**Instructions to follow**
Only the pictures should be left out; repeat the rest of the data exactly.

(Stored data)
+ + + + +
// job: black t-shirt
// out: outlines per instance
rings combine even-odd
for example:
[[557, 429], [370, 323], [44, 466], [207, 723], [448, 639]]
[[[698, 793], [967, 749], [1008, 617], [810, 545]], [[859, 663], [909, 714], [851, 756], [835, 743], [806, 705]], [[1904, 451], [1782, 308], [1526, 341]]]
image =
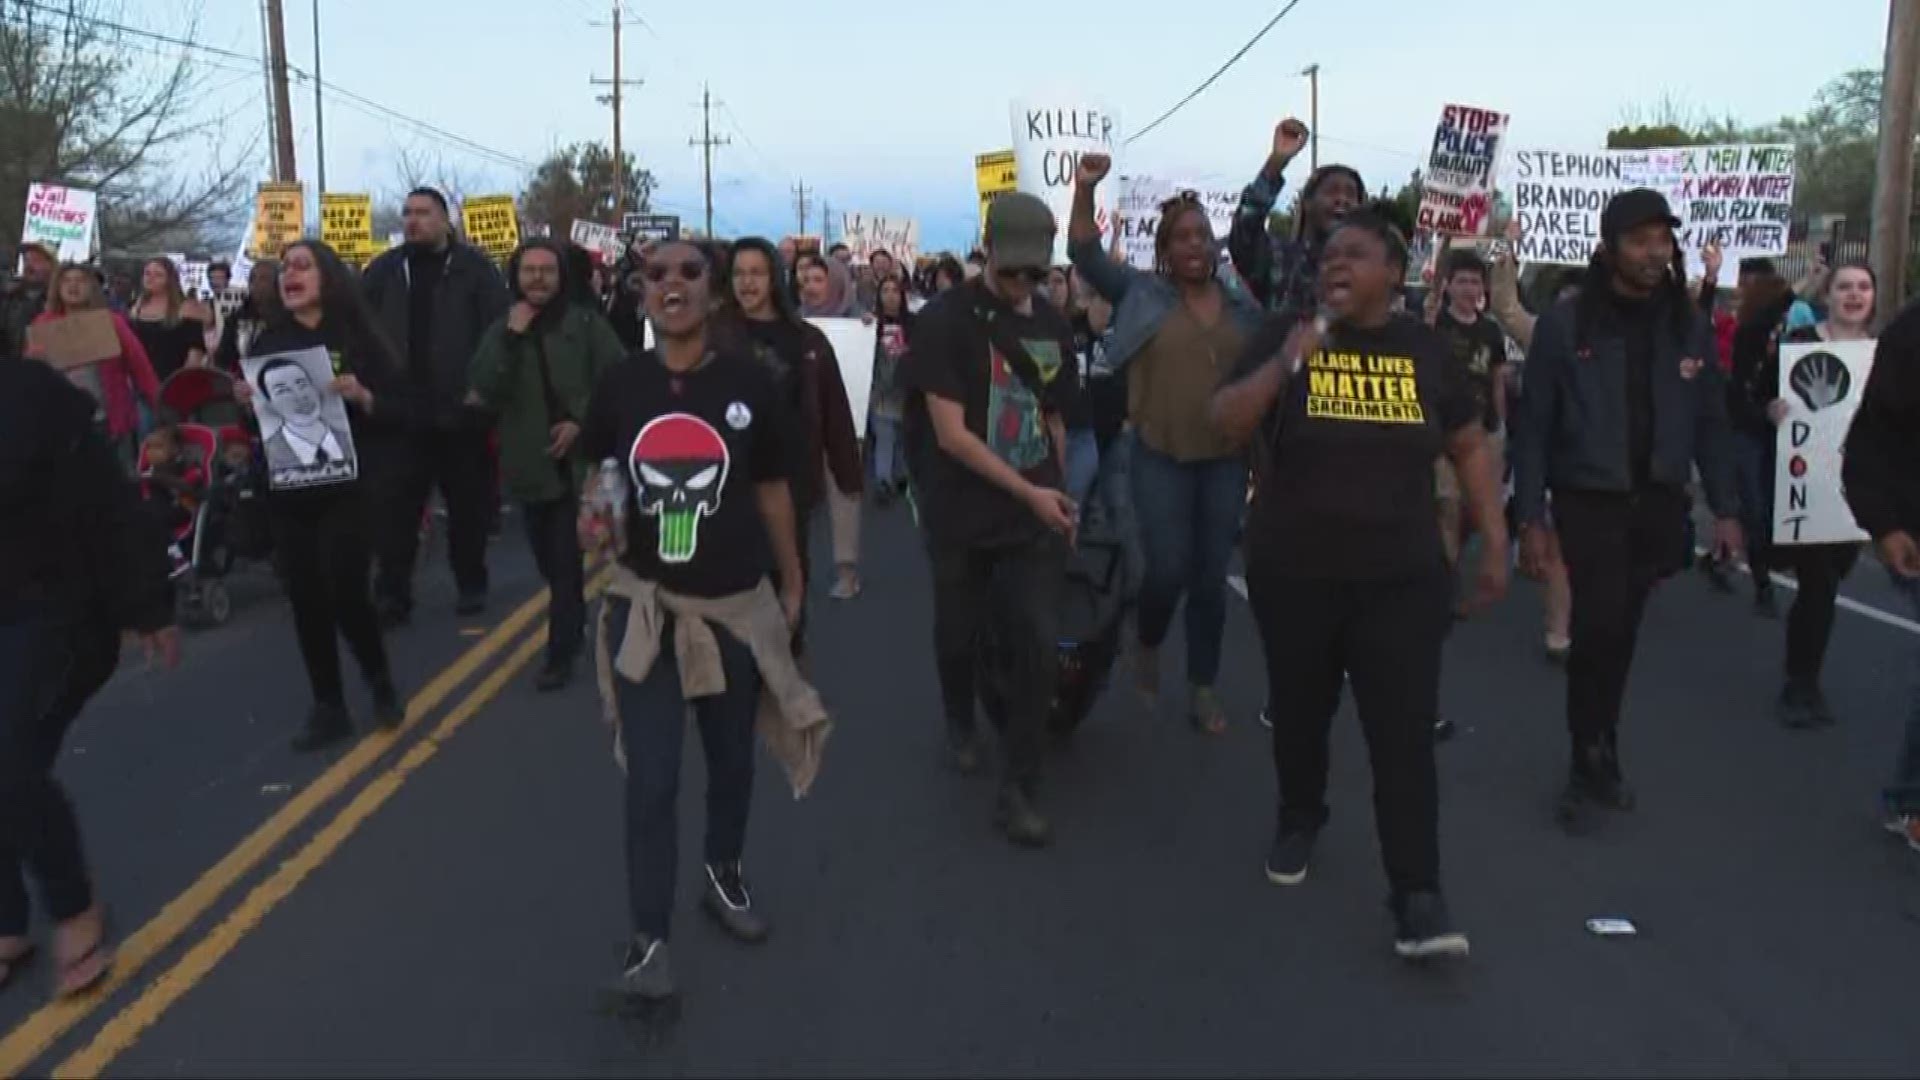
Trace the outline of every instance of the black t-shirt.
[[773, 380], [723, 349], [675, 375], [658, 353], [615, 365], [580, 433], [590, 461], [614, 458], [628, 487], [621, 562], [687, 596], [745, 592], [774, 571], [756, 485], [786, 480], [798, 454]]
[[447, 251], [407, 249], [407, 370], [422, 393], [433, 389], [433, 309], [449, 257]]
[[1614, 316], [1627, 350], [1627, 460], [1633, 486], [1653, 482], [1653, 353], [1657, 330], [1651, 300], [1613, 297]]
[[153, 365], [153, 377], [167, 377], [187, 366], [187, 354], [207, 348], [207, 329], [199, 319], [182, 318], [172, 326], [158, 319], [128, 319], [140, 347], [147, 350], [147, 362]]
[[[990, 326], [997, 329], [990, 329]], [[1017, 360], [1009, 360], [995, 341], [1018, 342], [1032, 360], [1029, 385]], [[1017, 355], [1017, 354], [1016, 354]], [[914, 328], [913, 360], [907, 365], [907, 390], [958, 402], [966, 410], [967, 429], [1030, 483], [1059, 488], [1059, 453], [1046, 418], [1064, 415], [1079, 396], [1073, 363], [1073, 327], [1045, 301], [1035, 298], [1022, 315], [970, 281], [941, 294], [920, 311]], [[922, 437], [934, 441], [925, 402], [913, 422], [924, 424]], [[937, 541], [991, 546], [1018, 543], [1037, 535], [1039, 519], [1013, 495], [932, 445], [924, 457], [924, 475], [916, 475], [925, 498], [921, 516]]]
[[[1291, 321], [1268, 320], [1232, 378], [1276, 355]], [[1249, 557], [1296, 577], [1382, 580], [1437, 571], [1433, 461], [1479, 419], [1445, 339], [1411, 316], [1335, 328], [1281, 391], [1247, 523]]]
[[[1093, 332], [1093, 323], [1085, 311], [1076, 311], [1067, 320], [1073, 327], [1074, 374], [1079, 378], [1080, 388], [1084, 391], [1092, 385], [1093, 361], [1101, 348], [1100, 335]], [[1068, 431], [1085, 431], [1094, 426], [1093, 401], [1086, 393], [1073, 396], [1060, 409], [1060, 419], [1067, 425]]]
[[1494, 404], [1493, 387], [1500, 379], [1501, 366], [1507, 362], [1507, 335], [1484, 315], [1463, 323], [1444, 307], [1440, 309], [1434, 329], [1447, 339], [1453, 362], [1466, 372], [1467, 383], [1473, 388], [1474, 404], [1480, 410], [1481, 424], [1488, 431], [1499, 431], [1500, 413]]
+ + + + +
**Final answer**
// job: black t-shirt
// out: outlines per instance
rings combine even-odd
for example:
[[557, 429], [370, 323], [44, 466], [207, 723], [448, 639]]
[[[698, 793], [967, 749], [1008, 617], [810, 545]], [[859, 663], [909, 714], [851, 756], [835, 743], [806, 705]], [[1904, 451], [1782, 308], [1526, 341]]]
image =
Trace the outline of every instance of the black t-shirt.
[[773, 380], [723, 349], [675, 375], [658, 353], [615, 365], [580, 433], [590, 461], [614, 458], [628, 487], [621, 562], [687, 596], [745, 592], [774, 571], [756, 485], [786, 480], [798, 454]]
[[447, 251], [407, 249], [407, 370], [422, 393], [433, 389], [433, 309], [449, 257]]
[[1614, 316], [1627, 350], [1627, 460], [1633, 486], [1653, 482], [1653, 353], [1657, 330], [1651, 300], [1613, 297]]
[[153, 365], [153, 377], [167, 377], [187, 366], [187, 354], [207, 348], [207, 329], [199, 319], [182, 318], [172, 326], [158, 319], [128, 319], [140, 347], [147, 350], [147, 362]]
[[[990, 326], [997, 329], [990, 329]], [[1017, 360], [1009, 360], [995, 341], [1018, 342], [1032, 360], [1029, 385]], [[1017, 355], [1017, 354], [1016, 354]], [[914, 328], [913, 360], [907, 365], [907, 390], [958, 402], [966, 410], [967, 429], [1030, 483], [1059, 488], [1059, 453], [1046, 418], [1064, 415], [1079, 396], [1073, 363], [1073, 327], [1045, 301], [1035, 298], [1022, 315], [970, 281], [941, 294], [920, 311]], [[922, 437], [934, 441], [925, 402], [913, 422], [924, 424]], [[937, 541], [991, 546], [1018, 543], [1037, 535], [1039, 519], [1013, 495], [932, 445], [924, 457], [924, 475], [916, 475], [925, 498], [921, 516]]]
[[[1291, 321], [1268, 320], [1232, 378], [1276, 355]], [[1249, 557], [1296, 577], [1382, 580], [1437, 571], [1433, 461], [1479, 419], [1445, 339], [1411, 316], [1335, 328], [1281, 391], [1247, 523]]]
[[[1093, 332], [1093, 323], [1085, 311], [1076, 311], [1067, 320], [1073, 327], [1074, 374], [1079, 378], [1080, 388], [1084, 391], [1092, 385], [1093, 361], [1101, 348], [1100, 335]], [[1068, 431], [1085, 431], [1094, 426], [1093, 401], [1086, 393], [1073, 396], [1060, 409], [1060, 419], [1067, 425]]]
[[1494, 404], [1493, 387], [1500, 379], [1501, 366], [1507, 362], [1507, 335], [1484, 315], [1463, 323], [1444, 307], [1440, 309], [1434, 329], [1447, 339], [1453, 362], [1466, 372], [1467, 383], [1473, 388], [1474, 404], [1480, 410], [1481, 424], [1488, 431], [1499, 431], [1500, 413]]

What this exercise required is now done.